[TEXT — start]

Since the FDA approved deep brain stimulation (DBS) for essential tremor and Parkinson’s tremor in 1997, it has become an increasingly valuable tool in caring for patients with neurological disorders.

Five years after the initial FDA approval, advanced Parkinson disease associated with motor complications was added to the list of indications, followed by dystonia in 2003, and obsessive-compulsive disorder in 2009. Most recently, in 2016, the FDA added mid-stage Parkinson disease (PD) of at least four years duration to the list of uses for DBS. According to Leo Verhagen Metman, MD, PhD, Professor of Neurological Sciences at Rush University Medical Center, adding this last indication for the earlier stage of PD was controversial because there is more to choosing a treatment than duration of disease.

DBS Patient Selection in Essential Tremor and Dystonia

For essential tremor and dystonia, picking the right patients is relatively easy compared to this newer indication for mid-range PD. Essential tremor is characterized by a single symptom, and we have no other reliable treatments for it. This makes DBS a fairly straightforward choice. While age or comorbidities may contraindicate the treatment for some, DBS is often the best choice for most, if the tremor is disabling.

The situation is similar for dystonia. When there is no known structural abnormality in the brain, patients seem to do very well with deep brain stimulation, regardless of type.

Patients with secondary dystonia don’t respond as well to DBS because a structural abnormality is present. But this distinction is usually fairly clear, making the decision straightforward.

Selecting appropriate patients with mid-stage PD is more complicated.

DBS Patient Selection in Parkinson Disease

In his presentation to the American Academy of Neurology in 2018, Metman explained that mid-stage PD is an important indication to understand. Patients with PD may feel DBS is the automatic next step, since the FDA has stated that it is indicated after the disease has been present four years. And data show that mid-stage PD patients have better results with DBS than those with optimal medical treatment. But as Metman emphasizes, this can’t be taken as a general recommendation. Other factors determine if DBS is appropriate for a patient—this is true whether they’ve had the disease for four or eight or twelve years. The FDA’s indication doesn’t mean that after four years every Parkinson patient should undergo DBS.

[TEXT — finish]
[DATA SUPPLIED — start]

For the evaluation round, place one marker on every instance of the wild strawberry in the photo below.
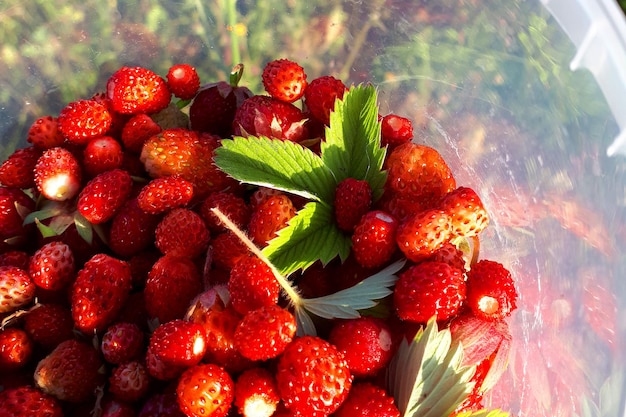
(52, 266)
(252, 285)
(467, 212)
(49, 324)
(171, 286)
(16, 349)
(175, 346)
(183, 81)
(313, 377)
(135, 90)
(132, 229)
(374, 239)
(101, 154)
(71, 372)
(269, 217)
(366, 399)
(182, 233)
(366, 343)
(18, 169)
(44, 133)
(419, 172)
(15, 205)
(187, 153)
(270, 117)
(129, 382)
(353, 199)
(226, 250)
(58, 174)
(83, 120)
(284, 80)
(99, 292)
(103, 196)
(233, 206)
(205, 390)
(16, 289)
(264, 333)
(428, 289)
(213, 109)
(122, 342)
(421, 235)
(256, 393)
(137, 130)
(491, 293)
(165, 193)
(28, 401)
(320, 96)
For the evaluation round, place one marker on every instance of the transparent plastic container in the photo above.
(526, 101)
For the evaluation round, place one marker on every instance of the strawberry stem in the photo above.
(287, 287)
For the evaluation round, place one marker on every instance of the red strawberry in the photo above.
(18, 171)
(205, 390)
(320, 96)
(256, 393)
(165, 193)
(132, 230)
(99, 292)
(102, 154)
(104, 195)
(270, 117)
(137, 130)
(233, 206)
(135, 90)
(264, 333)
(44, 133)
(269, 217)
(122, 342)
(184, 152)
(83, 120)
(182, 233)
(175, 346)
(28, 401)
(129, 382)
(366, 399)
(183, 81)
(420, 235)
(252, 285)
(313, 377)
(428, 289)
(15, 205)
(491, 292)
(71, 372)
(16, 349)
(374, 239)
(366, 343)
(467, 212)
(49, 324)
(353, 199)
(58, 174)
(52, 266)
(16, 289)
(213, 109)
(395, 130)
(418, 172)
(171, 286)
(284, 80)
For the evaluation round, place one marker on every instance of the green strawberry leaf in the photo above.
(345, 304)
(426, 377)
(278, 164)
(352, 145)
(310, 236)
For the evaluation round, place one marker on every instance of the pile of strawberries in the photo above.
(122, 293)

[DATA SUPPLIED — finish]
[DATA SUPPLIED — start]

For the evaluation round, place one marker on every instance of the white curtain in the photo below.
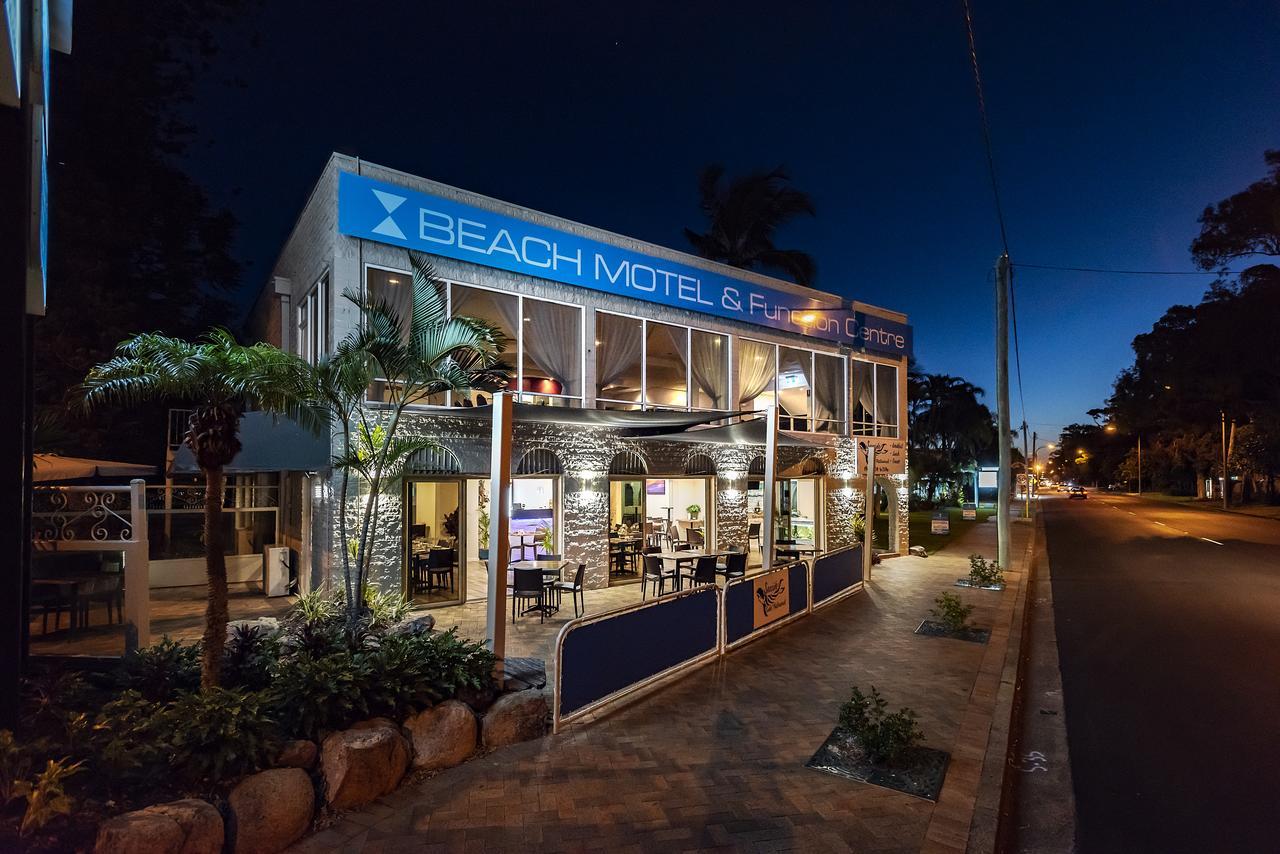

[DATA SUPPLIED — finish]
[DATA SUPPLIED — start]

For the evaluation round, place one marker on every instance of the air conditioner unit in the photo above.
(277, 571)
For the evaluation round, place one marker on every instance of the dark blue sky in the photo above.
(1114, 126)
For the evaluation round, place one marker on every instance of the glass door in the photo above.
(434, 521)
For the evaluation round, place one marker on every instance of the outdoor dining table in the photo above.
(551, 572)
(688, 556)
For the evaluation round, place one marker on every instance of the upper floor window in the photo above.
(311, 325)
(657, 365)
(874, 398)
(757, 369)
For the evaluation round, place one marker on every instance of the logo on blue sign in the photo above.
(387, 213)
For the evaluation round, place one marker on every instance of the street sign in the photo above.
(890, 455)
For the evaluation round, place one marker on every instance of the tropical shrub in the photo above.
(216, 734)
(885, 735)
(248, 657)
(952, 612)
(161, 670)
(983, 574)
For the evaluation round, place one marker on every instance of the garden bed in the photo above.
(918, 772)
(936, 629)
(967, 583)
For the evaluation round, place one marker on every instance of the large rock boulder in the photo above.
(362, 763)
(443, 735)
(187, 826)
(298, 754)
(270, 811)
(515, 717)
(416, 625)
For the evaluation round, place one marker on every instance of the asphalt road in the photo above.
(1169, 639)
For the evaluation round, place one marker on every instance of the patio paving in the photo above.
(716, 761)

[DATA SUPPLIED — finish]

COMPLETE THE FOLLOWING ▸
1. Answer from the deep brain stimulation text:
(a) In what year was dystonia added to the FDA's list of indications for DBS?
(b) Why do patients with secondary dystonia respond less well to DBS?
(c) To which organization did Metman give his 2018 presentation?
2. Write the next part of the deep brain stimulation text, picking up after its final sentence.
The records are separate material, unrelated to the text on deep brain stimulation.

RESPONSES IN ORDER ▸
1.
(a) 2003
(b) A structural abnormality is present in the brain.
(c) The American Academy of Neurology

2.
It is the movement-disorder specialist who makes the determination whether maximum benefit has been seen from medications. One key consideration for the specialist, though, is what the patient’s goals are. They may not match those of the specialist.

For example, Metman explains that to the specialist, a tremor may appear to be the most significant symptom for a patient with PD. But the patient might actually be more concerned about other issues that won’t respond well to DBS, such as speech difficulties.

Doctor talking with patient

For this reason, the collaboration between specialist and patient is important. Combining the patient’s priorities with good patient selection can help identify the cases with the greatest potential for benefit from DBS.

He continues, “We still believe that the response of each individual symptom to Levodopa somewhat predicts the outcome of DBS. The exception there is tremor. That always gets better with DBS, even if it doesn’t respond to Levodopa.”

Red flags do come up when dealing with atypical PD, where certain symptoms are unresponsive to Levodopa. A typical case is when the patient may feel better, but in the on-state, they’re still falling, they still have balance difficulties, they still have gait problems. That is usually not a good indication for DBS.

Additionally, when a patient is suffering from dementia, severe depression, or psychosis, these issues should be addressed first. Then the patient can be re-evaluated for the appropriateness of DBS.

As our understanding of the effects of DBS grows, so will its uses. Indications on the horizon include epilepsy, Tourette syndrome, Alzheimer disease, depression, and more. Establishing a pattern of methodical DBS patient selection will help current and future DBS patients gain the most benefit with the least risk.